● **WHAT IS EXPECTED**
From the compiler passage below, list each property stated for the TOC in the embodiment where the runtime allocates and fills a TOC on entering an accelerator code region.

● **QUOTED PASSAGE**

== == ==

Turning now to FIG. 5, a process flow 500 of a compiler for generating executable code for providing accelerator devices with access to global data is generally shown in accordance with an embodiment. At block 502, global data accessed within accelerator code regions is identified. At block 504, one TOC per accelerator device is generated. In an embodiment, the TOCs contain reallocations to the global data accessed within the accelerator code regions. At block 506, accesses to global data are compiled as accesses to the TOC. In an embodiment, the offset to the TOC is determined statically. At block 508, calls to the runtime before and after the accelerator code region are generated by the compiler. In an embodiment, the runtime copies the data, updates the TOC contents and sets the TOC register.

In an embodiment, the runtime can allocate and fill a TOC when entering any accelerator code region. The resulting TOC can contain data for all variables (both global and local) accessed within the specific accelerator code region. In this embodiment, the TOC contains local and global variables, the TOC is created during run-time, there is one TOC per code region execution, and the lifetime of the TOC is the lifetime of the code region execution. The runtime can keep track of which TOCs have been translated and maintain one semaphore per TOC to handle the case where more than one lane (e.g., device) is using the same TOC simultaneously. This embodiment is contrasted with embodiments described above where the TOC contains global variables, the TOC is created during link-time, there is one TOC per device, and the TOC is persistent. Combinations of these embodiments can also be implemented.

== == ==

● **LISTED ENTRIES**
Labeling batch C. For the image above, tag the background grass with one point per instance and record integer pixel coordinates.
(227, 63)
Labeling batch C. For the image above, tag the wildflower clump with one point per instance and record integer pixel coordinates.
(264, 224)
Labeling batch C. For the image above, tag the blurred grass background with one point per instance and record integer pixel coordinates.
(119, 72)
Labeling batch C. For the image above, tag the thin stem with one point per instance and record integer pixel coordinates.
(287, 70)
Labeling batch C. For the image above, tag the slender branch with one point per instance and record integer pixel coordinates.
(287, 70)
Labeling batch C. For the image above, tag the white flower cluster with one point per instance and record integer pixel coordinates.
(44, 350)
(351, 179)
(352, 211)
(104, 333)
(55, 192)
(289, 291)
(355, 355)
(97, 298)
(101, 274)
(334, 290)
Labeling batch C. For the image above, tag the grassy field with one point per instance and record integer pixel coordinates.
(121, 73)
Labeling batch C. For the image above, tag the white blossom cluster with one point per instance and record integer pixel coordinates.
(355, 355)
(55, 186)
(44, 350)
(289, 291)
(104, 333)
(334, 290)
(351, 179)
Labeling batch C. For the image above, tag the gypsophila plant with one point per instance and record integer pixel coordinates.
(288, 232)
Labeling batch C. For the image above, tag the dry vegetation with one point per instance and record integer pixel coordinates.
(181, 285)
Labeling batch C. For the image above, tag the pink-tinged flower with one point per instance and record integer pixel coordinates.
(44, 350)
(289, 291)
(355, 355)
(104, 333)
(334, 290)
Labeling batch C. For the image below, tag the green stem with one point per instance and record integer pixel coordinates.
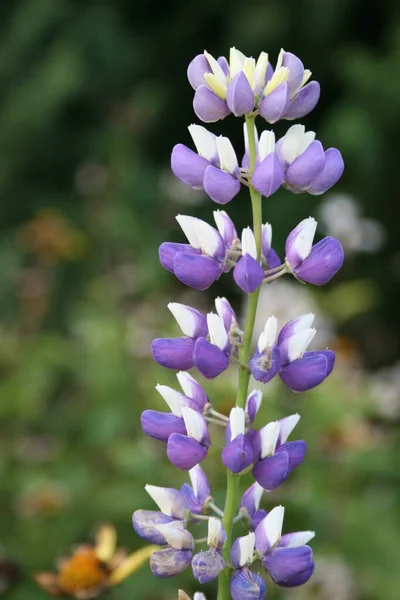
(233, 481)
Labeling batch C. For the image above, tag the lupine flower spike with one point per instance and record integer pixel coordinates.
(190, 530)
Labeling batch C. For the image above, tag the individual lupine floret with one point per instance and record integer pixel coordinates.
(172, 507)
(287, 558)
(177, 555)
(306, 166)
(238, 452)
(274, 457)
(287, 95)
(214, 168)
(209, 564)
(302, 370)
(160, 425)
(266, 360)
(315, 264)
(199, 494)
(250, 504)
(248, 273)
(186, 451)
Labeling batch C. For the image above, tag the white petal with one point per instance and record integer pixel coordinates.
(236, 62)
(236, 422)
(268, 337)
(188, 225)
(204, 141)
(217, 332)
(209, 238)
(214, 532)
(299, 342)
(287, 425)
(227, 155)
(175, 400)
(291, 143)
(249, 243)
(266, 145)
(269, 437)
(246, 545)
(215, 67)
(185, 317)
(273, 523)
(300, 538)
(194, 422)
(303, 241)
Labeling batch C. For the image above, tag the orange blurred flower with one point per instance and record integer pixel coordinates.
(93, 569)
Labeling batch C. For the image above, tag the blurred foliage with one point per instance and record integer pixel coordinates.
(93, 96)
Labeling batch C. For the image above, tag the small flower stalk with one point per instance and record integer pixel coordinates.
(209, 344)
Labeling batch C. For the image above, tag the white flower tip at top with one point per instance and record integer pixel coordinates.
(237, 422)
(217, 331)
(269, 435)
(214, 532)
(249, 243)
(268, 337)
(246, 546)
(273, 524)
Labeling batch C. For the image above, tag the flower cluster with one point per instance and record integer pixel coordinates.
(212, 343)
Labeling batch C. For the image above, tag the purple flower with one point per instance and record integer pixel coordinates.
(160, 425)
(214, 168)
(306, 166)
(248, 273)
(246, 585)
(186, 451)
(238, 452)
(287, 558)
(301, 370)
(208, 565)
(199, 493)
(287, 95)
(274, 457)
(315, 264)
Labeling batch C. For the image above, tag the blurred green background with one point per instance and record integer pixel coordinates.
(93, 95)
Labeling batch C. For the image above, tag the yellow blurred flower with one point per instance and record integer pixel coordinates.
(93, 569)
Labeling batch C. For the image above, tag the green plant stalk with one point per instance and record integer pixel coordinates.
(233, 481)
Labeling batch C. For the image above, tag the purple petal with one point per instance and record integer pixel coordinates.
(197, 271)
(274, 106)
(272, 471)
(248, 274)
(209, 359)
(296, 451)
(173, 353)
(323, 262)
(246, 585)
(196, 69)
(330, 174)
(188, 166)
(239, 95)
(185, 452)
(306, 167)
(266, 365)
(208, 106)
(268, 175)
(219, 185)
(169, 562)
(305, 373)
(304, 101)
(168, 251)
(207, 565)
(296, 71)
(160, 425)
(145, 524)
(289, 567)
(237, 454)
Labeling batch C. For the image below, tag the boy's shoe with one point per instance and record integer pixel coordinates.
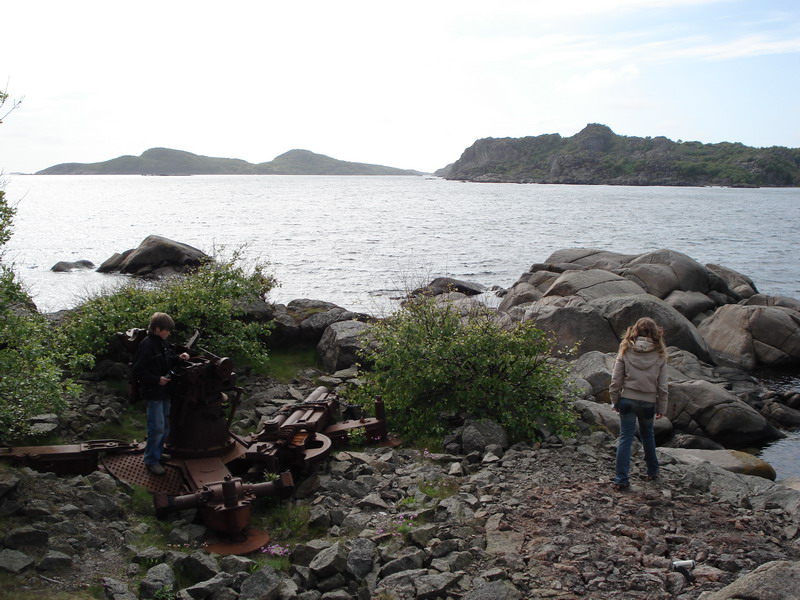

== == ==

● **TASK RESULT**
- The TOC contains local and global variables.
- The TOC is created during run-time.
- There is one TOC per code region execution.
- The lifetime of the TOC is the lifetime of the code region execution.